The task:
What follows is a listing to transcribe exactly, leaving the pictures out.

Material for this task:
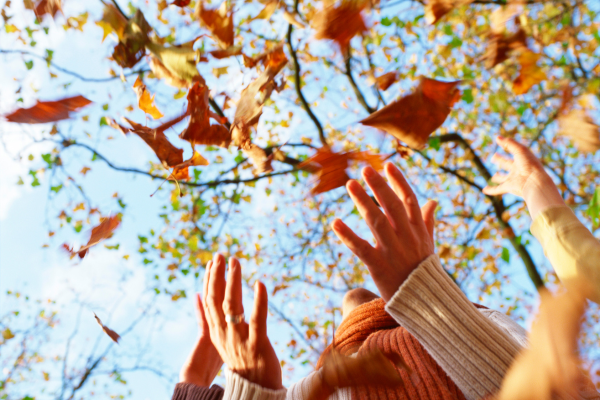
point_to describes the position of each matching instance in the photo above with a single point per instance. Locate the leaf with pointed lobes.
(48, 111)
(218, 21)
(413, 118)
(103, 231)
(145, 101)
(112, 21)
(168, 154)
(181, 3)
(331, 167)
(50, 7)
(340, 23)
(177, 65)
(582, 130)
(386, 80)
(530, 74)
(500, 45)
(549, 367)
(436, 9)
(112, 334)
(374, 369)
(249, 107)
(199, 129)
(181, 171)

Answer space:
point_to describes the position of each matching instance in the photo above with a single point per instance. Locate the leaf with pointed lobes.
(48, 111)
(218, 21)
(413, 118)
(103, 231)
(145, 101)
(112, 21)
(168, 154)
(181, 3)
(331, 167)
(50, 7)
(340, 23)
(177, 65)
(582, 130)
(386, 80)
(530, 74)
(500, 45)
(549, 367)
(436, 9)
(112, 334)
(374, 369)
(249, 107)
(199, 129)
(181, 171)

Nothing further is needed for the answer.